## SELECTED EXCERPT
• If possible, stay out of the sun. When in the sun, wear sunscreen (at least SPF 15) and a hat to protect your face and head.
• Use an air conditioner if you have one. Set the thermostat no lower than 78º F.
• If you do not have an air conditioner, keep rooms well-ventilated with open windows and fans. Consider going to a public pool, air-conditioned store, mall, movie theater or cooling center.
• Fans work best at night, when they can bring in cooler air from outside.
• Make an effort to check on your neighbors during a heat wave, especially if they are people with special needs. Many older people live alone and could suffer unnecessarily in the heat because they are isolated.
• Seniors and others who may be sensitive to extreme heat should contact friends, neighbors or relatives at least twice a day during a heat wave.
• Drink fluids – particularly water – even if you do not feel thirsty. Avoid beverages containing alcohol, caffeine or high amounts of sugar.
• Wear lightweight, light-colored, loose clothing that covers as much of your skin as possible.

## WORK INSTRUCTION 1
Which places do the heat safety tips suggest going to if you don't have an air conditioner?
## WORK INSTRUCTION 2
Carry on the heat safety tips with a few more bullet points in the same style.
The data after this point has no connection to the heat safety tips.

## DATA RECORDS
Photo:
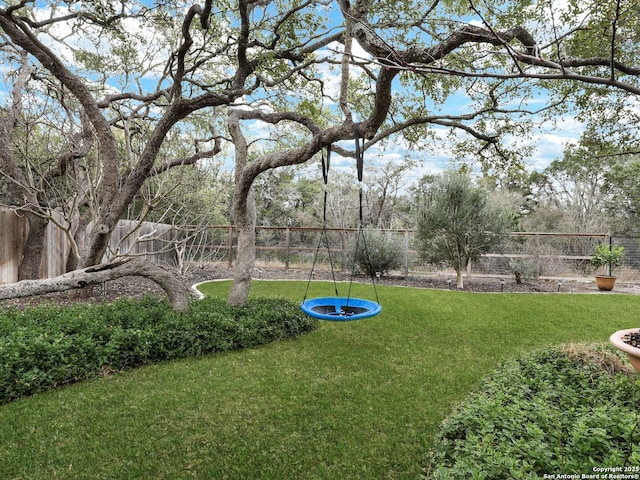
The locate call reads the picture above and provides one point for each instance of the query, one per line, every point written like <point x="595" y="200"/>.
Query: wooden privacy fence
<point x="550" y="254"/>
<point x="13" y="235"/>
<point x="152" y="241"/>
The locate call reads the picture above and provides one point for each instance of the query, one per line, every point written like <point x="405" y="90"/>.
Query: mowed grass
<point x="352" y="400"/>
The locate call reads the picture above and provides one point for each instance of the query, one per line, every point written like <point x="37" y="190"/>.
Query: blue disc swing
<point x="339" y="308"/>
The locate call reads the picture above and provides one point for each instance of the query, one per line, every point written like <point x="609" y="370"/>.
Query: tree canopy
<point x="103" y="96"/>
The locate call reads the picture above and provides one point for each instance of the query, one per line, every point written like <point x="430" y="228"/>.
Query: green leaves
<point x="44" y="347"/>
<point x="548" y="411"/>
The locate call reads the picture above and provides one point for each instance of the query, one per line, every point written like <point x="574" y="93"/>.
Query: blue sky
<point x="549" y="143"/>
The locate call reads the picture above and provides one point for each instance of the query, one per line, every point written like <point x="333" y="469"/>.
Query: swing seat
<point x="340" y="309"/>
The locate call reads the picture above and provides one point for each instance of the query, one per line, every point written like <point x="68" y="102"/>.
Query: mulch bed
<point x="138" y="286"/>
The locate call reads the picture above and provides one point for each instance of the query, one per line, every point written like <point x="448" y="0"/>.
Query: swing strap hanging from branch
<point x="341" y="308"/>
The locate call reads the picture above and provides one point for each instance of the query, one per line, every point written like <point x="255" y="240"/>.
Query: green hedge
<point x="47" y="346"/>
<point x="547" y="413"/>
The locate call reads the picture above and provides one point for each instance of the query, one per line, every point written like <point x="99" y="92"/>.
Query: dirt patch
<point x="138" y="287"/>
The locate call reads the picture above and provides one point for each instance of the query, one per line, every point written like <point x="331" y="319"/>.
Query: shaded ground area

## ANSWER SECTION 1
- A public pool
- An air-conditioned store
- A mall
- A movie theater
- A cooling center

## ANSWER SECTION 2
• Never leave children, pets or those who require special care in a parked car during periods of intense summer heat.
• Avoid strenuous activity, especially during the sun’s peak hours – 11 am to 4 pm.
If you must engage in strenuous activity, do it during the coolest part of the day, usually in the morning between 4 am and 7 am.
• Cool showers or baths may be helpful, but avoid extreme temperature changes.
Never take a shower immediately after becoming overheated – extreme temperature changes may make you ill, nauseated or dizzy.
*People with heart, kidney or liver disease, or on fluid restricted diets should check with their doctors before increasing fluid intake.